- Consigne A -
Affiche toutes les lignes ci-dessous qui contiennent le mot "pumpkin".

- Extrait source -

------

Quels sont ces efforts ?

Si on prend l’exemple des produits horticoles, on a vu que pour l’oignon, on est presque autosuffisant. Concernant les quantités, il y a peut-être quelques difficultés de stockage qui font qu’on n’arrive pas à couvrir la demande toute l’année. Pour la pomme de terre, il y a de cela dix ans, on importait 5 000 tonnes ; aujourd’hui, on en est à plus de 75 000 t de production nationale. Si nous prenons aussi les autres filières comme la carotte, nous notons des percées assez importantes en termes d’offre locale. C’est la même chose pour la banane où nous avons une production locale très importante. Même si elle est jusqu’ici confrontée à des difficultés de stockage ou de conditionnement. Je viens d’être informé des efforts très intéressants qui ont été faits par les producteurs de Tamba pour innover en termes de conditionnement, afin que la banane sénégalaise soit dans les mêmes conditions que celle qui vient de la Côte d’Ivoire.

------

(Lignes du jeu de données de pointage)
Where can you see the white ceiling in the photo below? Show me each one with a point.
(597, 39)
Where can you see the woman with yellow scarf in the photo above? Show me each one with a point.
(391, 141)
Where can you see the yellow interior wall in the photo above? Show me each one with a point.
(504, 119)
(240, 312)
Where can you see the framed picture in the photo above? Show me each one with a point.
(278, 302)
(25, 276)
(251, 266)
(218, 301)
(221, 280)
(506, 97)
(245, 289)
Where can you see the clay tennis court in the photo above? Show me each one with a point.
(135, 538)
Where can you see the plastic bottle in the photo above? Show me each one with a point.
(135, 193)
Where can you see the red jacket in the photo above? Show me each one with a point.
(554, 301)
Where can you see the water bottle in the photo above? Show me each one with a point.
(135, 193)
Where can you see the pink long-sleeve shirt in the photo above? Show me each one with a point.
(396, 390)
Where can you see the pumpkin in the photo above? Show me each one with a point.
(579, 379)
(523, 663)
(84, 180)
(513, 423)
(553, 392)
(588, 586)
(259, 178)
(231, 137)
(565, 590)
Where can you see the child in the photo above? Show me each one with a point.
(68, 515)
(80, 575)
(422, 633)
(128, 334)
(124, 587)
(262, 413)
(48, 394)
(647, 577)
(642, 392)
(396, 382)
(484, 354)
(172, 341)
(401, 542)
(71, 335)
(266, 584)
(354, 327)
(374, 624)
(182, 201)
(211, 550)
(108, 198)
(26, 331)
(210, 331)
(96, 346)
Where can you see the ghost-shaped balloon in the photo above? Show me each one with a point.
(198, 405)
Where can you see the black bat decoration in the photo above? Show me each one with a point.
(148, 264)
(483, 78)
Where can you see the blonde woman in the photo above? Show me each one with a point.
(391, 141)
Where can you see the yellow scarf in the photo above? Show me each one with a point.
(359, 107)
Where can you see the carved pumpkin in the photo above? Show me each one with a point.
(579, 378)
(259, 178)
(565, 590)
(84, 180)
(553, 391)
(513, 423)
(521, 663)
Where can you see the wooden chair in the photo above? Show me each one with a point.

------

- Consigne B -
Dans l'extrait sur les produits horticoles, combien de tonnes de pommes de terre importait-on il y a dix ans ?

- Réponse complète A -
Where can you see the pumpkin in the photo above? Show me each one with a point.
Where can you see the carved pumpkin in the photo above? Show me each one with a point.

- Réponse complète B -
5 000 tonnes.